=== Consignes ===
1. D'après le passage sur la sanctification du Nom, à quel endroit des lois relatives aux rois se trouve la conclusion légale de Rambam ?
2. Redimensionnez les enregistrements en partant de la ligne qui contient « Task: If you could identify the dark wood floor » et en terminant par celle qui contient « point(554, 360) ». Recopiez uniquement ces lignes, demandes comprises, en multipliant par 1,25 les coordonnées des réponses et en les arrondissant à l'entier, les moitiés vers le haut.

=== Bloc de texte ===
•••••

La conclusion de la Guemara fait débat dans les Rishonim (commentaires premiers de la Guemara). D’après Rashi (Sanhédrin 75a דה »מ בצנעה) la question reste en suspens. Tossefot (דה »מ ואם איתא לא לימא ליה) après avoir rapporté le commentaire de Rashi rapporte une autre version du texte selon laquelle il est clair qu’il n’y a pas d’obligation de sanctification du Nom de D. pour les fils de Noé.
Et telle sera d’ailleurs la conclusion légale de Rambam dans le dixième chapitre des lois relatifs aux rois, Halakha 2.
Reformulons la problématique en d’autres termes.
D’après Rashi, profondément il faudrait donner sa vie pour ne pas enfreindre un quelconque interdit de la Torah. Néanmoins la Torah nous enseigne que la vie d’un Israël est tellement précieuse aux Yeux de D., qu’Il nous demande de laisser passer Ses commandements de côté si une vie d’Israël est en péril.
Par contre dans le meurtre, où de toute façon la perte d’une vie d’Israël sera en jeu, l’interdit reste à sa place.
Nous pouvons dire que pour Rashi, dans tous les cas, l’interdit est présent même là où la vie est en péril, sauf que la Torah nous donne un joker (un דיחוי) : la vie prime.
Pour Tossefot l’analyse est toute autre. A priori la Torah nous enjoint de respecter les commandements de D., mais il y a des limites légales à ces obligations : dans des cas de persécution où la vie en péril, il n’y a pas d’obligation (sauf exceptions : les trois interdits fondamentaux).
Dans le cas de meurtre il n’y aurait pas a priori d’obligation de se laisser tuer plutôt que de tuer autrui, sauf qu’il y a un problème interne insoluble : comment puis-je sauver ma vie au prix de la vie d’autrui, qu’est-ce qui me dit que je vaille mieux que lui ? Ne sachant trancher cette question, j’ai l’obligation de laisser faire, et de me laisser tuer.

•••••

Enregistrements d'étiquetage de positions:

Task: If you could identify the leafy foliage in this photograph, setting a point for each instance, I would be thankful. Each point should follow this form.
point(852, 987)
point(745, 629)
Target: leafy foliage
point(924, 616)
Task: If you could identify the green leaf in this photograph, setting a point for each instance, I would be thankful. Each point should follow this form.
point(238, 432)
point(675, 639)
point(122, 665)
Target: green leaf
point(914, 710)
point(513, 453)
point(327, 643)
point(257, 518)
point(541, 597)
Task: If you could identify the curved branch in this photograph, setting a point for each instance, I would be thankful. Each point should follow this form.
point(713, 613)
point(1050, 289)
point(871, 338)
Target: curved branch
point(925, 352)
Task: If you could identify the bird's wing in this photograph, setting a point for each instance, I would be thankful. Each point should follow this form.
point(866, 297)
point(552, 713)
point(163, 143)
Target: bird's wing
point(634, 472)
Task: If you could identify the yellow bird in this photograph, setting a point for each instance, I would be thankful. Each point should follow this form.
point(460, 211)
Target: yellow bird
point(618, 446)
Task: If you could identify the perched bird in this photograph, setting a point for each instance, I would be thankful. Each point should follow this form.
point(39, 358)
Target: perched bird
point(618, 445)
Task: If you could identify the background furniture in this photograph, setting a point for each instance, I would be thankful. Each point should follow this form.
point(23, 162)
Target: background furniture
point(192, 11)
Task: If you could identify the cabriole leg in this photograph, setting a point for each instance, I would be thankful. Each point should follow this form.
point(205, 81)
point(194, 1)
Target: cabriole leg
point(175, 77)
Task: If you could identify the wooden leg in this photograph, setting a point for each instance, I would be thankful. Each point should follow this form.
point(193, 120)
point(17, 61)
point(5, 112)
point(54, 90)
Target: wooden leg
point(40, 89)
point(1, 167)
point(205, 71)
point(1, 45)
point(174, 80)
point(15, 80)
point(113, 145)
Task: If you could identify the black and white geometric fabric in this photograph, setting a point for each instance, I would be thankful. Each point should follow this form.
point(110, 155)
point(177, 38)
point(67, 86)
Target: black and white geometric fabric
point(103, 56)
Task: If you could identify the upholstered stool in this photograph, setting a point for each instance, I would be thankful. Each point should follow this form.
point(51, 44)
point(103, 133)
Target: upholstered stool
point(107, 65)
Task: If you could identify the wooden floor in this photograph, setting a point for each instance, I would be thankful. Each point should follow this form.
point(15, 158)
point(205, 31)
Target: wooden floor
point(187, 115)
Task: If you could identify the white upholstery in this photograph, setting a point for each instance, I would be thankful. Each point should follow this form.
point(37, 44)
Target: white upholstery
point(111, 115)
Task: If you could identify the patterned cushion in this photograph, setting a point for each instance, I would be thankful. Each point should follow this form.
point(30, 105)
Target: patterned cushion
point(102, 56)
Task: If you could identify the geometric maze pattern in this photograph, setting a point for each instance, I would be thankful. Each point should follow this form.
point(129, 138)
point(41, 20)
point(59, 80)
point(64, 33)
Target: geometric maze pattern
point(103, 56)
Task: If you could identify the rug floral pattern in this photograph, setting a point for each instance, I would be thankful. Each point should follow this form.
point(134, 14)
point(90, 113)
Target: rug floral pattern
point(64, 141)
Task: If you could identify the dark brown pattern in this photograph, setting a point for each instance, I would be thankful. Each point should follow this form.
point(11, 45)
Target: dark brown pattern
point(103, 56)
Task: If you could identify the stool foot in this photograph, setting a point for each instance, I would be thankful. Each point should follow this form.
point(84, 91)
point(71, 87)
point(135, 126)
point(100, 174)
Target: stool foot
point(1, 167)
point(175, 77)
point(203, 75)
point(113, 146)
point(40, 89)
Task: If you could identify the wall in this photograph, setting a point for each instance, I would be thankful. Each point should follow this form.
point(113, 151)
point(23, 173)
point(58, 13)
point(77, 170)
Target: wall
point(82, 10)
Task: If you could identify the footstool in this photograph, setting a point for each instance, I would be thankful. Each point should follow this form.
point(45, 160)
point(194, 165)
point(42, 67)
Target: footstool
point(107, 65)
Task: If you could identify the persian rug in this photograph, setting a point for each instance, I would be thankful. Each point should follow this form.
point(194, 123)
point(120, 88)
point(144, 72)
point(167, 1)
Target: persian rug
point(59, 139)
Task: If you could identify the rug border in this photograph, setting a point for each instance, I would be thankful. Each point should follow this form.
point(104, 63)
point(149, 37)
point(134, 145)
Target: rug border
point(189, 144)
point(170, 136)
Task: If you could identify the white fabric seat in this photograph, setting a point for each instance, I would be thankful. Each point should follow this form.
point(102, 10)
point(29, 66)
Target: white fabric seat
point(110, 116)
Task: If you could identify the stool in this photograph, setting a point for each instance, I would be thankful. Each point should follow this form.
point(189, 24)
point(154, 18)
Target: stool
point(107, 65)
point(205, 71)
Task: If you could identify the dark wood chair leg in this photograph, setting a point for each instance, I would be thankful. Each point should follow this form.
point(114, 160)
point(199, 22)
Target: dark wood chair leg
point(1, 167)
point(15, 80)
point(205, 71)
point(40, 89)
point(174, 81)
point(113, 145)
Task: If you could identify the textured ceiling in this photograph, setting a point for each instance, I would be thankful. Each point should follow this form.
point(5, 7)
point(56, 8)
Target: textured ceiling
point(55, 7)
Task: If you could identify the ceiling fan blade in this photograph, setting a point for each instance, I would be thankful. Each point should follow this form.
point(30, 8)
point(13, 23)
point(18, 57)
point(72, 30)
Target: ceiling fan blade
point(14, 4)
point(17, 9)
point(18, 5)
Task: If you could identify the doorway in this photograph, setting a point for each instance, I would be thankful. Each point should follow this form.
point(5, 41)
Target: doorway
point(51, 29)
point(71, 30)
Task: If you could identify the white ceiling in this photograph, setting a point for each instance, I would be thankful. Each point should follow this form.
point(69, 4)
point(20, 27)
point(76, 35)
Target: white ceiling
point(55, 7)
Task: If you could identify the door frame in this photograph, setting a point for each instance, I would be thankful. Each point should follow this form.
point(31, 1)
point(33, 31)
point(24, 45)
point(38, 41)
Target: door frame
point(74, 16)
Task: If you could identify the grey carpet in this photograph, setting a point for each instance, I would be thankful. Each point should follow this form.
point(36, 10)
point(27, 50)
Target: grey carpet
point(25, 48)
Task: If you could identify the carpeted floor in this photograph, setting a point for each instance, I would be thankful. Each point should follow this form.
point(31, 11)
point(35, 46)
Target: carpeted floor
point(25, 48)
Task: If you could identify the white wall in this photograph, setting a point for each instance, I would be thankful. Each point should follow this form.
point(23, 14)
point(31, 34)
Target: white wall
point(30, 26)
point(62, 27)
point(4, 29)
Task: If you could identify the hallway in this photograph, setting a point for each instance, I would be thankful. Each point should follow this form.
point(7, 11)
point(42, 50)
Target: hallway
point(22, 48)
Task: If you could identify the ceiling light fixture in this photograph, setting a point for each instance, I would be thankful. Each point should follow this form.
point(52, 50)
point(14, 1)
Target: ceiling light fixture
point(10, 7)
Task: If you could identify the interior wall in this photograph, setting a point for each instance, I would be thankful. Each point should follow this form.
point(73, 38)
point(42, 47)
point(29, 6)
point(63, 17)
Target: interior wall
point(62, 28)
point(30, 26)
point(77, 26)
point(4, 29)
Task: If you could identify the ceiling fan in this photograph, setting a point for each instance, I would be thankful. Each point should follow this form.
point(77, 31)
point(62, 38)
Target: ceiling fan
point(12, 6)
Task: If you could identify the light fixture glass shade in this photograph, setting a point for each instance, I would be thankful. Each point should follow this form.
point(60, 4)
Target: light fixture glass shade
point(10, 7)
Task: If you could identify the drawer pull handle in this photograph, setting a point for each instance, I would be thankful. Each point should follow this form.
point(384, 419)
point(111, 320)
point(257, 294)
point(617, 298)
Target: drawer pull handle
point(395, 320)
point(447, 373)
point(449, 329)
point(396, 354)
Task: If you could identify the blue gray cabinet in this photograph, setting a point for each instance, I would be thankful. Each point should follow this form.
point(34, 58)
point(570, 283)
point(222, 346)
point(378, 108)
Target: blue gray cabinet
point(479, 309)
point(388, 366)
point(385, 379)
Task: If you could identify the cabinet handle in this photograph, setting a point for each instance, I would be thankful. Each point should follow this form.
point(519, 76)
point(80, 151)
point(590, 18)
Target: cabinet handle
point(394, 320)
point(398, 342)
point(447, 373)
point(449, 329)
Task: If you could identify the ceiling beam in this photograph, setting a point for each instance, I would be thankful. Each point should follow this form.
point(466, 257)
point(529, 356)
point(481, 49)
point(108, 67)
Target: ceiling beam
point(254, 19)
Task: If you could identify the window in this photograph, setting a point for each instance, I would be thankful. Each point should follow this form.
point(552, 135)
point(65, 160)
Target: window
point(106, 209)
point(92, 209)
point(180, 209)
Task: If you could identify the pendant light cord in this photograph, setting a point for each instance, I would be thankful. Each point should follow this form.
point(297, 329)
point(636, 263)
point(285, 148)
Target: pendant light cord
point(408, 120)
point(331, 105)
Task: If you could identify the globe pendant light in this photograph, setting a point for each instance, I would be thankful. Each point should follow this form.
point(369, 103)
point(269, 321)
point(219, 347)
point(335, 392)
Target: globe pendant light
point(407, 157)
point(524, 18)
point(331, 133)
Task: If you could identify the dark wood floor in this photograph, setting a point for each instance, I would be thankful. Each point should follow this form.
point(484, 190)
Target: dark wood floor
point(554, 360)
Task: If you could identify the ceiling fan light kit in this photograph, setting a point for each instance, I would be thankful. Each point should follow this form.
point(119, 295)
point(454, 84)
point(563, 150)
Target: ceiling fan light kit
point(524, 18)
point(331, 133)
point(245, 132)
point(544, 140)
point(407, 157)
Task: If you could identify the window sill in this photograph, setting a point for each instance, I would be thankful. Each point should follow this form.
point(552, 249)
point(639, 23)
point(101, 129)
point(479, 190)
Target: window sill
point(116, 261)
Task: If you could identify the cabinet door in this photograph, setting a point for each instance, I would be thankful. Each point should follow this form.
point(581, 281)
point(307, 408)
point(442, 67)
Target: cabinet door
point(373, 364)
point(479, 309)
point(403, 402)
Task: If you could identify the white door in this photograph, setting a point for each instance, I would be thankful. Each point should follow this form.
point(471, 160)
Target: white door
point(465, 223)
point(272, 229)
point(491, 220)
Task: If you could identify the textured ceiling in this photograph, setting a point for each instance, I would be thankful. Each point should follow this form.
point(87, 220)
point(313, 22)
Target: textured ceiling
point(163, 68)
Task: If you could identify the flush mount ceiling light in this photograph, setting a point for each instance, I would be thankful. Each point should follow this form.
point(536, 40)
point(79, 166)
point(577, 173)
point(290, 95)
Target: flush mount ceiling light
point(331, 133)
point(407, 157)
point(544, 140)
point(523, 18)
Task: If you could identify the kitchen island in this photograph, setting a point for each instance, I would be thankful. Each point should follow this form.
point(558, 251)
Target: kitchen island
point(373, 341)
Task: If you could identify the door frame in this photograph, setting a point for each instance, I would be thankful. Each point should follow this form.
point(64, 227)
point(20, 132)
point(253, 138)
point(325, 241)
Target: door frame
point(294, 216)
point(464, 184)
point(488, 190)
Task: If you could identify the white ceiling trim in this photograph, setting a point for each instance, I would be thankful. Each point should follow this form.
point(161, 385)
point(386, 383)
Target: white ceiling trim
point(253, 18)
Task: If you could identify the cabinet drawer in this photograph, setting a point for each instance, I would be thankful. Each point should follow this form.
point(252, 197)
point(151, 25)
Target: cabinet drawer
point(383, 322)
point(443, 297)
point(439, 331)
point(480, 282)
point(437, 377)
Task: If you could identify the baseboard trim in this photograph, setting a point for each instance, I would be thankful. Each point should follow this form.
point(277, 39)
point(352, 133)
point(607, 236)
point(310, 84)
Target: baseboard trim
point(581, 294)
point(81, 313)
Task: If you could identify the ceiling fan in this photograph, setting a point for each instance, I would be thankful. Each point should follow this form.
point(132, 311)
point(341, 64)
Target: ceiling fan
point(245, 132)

•••••

=== Réponses aux consignes ===
1. Dans le dixième chapitre des lois relatives aux rois, Halakha 2.

2.
Task: If you could identify the dark wood floor in this photograph, setting a point for each instance, I would be thankful. Each point should follow this form.
point(484, 190)
Target: dark wood floor
point(693, 450)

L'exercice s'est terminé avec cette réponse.